---------- RECORDS PROVIDED
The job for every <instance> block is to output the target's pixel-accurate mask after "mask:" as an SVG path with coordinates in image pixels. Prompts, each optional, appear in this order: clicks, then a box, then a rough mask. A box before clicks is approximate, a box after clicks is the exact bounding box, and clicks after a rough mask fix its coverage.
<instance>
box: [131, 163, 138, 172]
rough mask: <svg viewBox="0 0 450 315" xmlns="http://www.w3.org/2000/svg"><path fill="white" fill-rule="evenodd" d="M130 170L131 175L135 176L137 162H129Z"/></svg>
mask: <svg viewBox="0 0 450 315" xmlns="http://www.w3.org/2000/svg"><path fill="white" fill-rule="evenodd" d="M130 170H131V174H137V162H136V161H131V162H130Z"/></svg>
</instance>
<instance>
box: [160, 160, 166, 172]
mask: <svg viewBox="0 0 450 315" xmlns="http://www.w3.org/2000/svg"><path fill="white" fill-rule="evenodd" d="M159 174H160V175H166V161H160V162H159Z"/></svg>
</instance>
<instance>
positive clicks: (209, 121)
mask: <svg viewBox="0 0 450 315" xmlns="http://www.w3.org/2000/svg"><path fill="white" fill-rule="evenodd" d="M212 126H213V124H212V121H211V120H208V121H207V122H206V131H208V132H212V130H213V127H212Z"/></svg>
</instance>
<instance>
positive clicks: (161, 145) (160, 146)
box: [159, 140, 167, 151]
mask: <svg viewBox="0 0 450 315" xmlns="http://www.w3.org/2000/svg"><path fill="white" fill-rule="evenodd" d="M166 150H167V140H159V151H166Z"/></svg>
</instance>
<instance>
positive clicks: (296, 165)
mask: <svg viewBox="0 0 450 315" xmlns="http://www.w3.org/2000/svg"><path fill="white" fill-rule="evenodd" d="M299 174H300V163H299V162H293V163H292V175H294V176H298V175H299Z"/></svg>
--------------------
From the entries above, gather every line that contains the string "positive", treating uppercase and lowercase letters as distinct. Copy each such line in full.

positive clicks: (209, 121)
positive clicks: (161, 145) (160, 146)
positive clicks: (296, 165)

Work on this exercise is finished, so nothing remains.